#### Problem:
In the part of the listing that opens with the line containing "polar bear's eye?" and closes with the line containing "pixel 223 176", change "eye" to "ear" and give back only those lines, otherwise unaltered.

#### Task material:

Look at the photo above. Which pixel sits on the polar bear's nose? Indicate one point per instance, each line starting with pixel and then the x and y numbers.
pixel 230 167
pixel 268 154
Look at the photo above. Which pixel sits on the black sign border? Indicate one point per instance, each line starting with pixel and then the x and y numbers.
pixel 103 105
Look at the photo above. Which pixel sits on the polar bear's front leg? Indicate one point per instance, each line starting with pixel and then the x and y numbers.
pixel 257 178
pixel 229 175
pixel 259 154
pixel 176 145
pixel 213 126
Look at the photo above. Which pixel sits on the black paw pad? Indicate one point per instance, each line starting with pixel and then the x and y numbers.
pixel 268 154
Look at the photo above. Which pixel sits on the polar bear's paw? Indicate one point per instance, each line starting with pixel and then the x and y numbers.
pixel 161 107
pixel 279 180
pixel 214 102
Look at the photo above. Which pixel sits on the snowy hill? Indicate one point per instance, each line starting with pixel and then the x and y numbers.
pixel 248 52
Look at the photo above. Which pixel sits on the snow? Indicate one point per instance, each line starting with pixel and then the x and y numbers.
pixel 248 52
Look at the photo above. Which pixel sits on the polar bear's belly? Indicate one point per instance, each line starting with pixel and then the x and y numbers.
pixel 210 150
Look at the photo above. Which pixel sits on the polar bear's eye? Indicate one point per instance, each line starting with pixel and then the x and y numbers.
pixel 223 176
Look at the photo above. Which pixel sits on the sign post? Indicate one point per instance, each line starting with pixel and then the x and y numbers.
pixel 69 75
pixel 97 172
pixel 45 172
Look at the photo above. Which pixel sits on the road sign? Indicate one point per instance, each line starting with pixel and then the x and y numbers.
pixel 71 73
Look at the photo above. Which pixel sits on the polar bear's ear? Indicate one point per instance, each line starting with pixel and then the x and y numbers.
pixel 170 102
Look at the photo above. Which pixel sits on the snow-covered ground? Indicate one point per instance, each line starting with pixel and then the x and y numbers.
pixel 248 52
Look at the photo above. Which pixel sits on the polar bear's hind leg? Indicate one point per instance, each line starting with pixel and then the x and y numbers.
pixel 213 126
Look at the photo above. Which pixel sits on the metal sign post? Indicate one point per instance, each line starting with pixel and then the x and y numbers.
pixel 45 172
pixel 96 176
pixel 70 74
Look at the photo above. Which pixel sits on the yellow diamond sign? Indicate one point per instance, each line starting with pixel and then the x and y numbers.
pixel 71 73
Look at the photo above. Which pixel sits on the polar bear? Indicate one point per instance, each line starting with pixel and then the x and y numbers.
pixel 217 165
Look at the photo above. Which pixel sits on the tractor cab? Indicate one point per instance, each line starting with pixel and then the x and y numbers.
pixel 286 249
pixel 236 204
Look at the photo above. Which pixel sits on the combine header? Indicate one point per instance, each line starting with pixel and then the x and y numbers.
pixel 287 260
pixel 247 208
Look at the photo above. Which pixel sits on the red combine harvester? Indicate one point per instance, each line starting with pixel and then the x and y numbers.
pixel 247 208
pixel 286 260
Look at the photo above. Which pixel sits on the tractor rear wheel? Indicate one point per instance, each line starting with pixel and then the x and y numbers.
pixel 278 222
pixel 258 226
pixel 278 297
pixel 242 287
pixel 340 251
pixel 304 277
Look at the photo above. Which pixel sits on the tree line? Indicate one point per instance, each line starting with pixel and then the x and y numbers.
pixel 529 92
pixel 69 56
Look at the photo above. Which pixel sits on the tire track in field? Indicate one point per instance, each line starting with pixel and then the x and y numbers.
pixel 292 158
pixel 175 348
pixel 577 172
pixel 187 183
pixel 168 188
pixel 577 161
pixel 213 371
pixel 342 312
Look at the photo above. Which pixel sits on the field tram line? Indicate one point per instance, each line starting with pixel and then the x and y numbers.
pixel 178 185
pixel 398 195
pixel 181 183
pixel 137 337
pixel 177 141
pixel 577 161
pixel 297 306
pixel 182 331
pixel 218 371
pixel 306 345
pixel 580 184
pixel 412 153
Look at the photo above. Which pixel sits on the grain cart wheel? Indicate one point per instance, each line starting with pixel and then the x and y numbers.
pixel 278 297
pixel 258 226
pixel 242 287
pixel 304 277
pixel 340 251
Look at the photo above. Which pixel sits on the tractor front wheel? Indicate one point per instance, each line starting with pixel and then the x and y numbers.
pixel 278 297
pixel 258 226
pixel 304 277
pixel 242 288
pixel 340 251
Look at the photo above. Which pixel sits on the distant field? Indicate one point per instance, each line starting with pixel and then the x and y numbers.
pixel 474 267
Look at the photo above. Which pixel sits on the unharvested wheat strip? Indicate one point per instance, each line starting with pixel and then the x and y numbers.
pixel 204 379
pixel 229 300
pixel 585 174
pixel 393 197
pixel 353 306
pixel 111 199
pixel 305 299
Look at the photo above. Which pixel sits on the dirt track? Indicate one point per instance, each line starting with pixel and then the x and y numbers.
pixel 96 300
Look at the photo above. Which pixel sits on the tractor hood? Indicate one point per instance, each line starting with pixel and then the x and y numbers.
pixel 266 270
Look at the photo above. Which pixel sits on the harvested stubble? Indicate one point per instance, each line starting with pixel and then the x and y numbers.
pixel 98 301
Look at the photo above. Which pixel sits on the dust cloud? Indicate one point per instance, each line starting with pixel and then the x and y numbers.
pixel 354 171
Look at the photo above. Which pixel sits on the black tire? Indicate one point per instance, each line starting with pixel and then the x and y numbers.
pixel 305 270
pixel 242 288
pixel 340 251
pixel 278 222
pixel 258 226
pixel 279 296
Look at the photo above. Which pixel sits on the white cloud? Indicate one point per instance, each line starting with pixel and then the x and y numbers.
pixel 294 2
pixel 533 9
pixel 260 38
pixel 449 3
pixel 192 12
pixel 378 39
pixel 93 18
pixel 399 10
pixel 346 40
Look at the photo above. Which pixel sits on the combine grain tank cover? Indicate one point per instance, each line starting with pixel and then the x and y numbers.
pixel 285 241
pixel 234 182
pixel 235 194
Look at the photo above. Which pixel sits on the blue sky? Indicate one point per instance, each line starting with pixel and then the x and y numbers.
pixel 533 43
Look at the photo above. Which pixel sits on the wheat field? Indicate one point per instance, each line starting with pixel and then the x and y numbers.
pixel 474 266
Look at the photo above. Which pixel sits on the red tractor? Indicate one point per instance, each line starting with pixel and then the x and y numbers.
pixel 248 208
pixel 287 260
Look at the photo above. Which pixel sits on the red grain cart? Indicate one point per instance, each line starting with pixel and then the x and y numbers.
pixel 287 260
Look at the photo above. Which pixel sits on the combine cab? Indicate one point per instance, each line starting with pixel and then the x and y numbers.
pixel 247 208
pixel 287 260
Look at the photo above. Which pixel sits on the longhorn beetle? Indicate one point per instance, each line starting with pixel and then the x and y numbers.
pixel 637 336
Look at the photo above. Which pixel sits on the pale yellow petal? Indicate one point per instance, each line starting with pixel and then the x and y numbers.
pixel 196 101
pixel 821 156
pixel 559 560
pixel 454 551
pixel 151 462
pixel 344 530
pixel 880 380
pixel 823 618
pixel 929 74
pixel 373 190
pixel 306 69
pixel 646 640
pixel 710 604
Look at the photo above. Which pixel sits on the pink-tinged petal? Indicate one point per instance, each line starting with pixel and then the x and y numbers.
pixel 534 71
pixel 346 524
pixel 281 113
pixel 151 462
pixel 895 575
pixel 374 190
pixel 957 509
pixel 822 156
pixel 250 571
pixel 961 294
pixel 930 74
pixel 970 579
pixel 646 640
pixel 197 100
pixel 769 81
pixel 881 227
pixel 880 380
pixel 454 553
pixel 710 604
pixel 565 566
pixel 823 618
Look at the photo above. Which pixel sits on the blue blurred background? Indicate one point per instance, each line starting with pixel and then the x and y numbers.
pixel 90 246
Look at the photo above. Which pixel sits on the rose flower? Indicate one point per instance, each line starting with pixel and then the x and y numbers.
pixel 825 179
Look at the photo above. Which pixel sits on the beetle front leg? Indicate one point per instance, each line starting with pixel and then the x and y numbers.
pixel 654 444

#### Task result:
Look at the photo above. Which pixel sits on the polar bear's ear? Indicate one point per instance, each line starting with pixel and then the x and y numbers.
pixel 223 176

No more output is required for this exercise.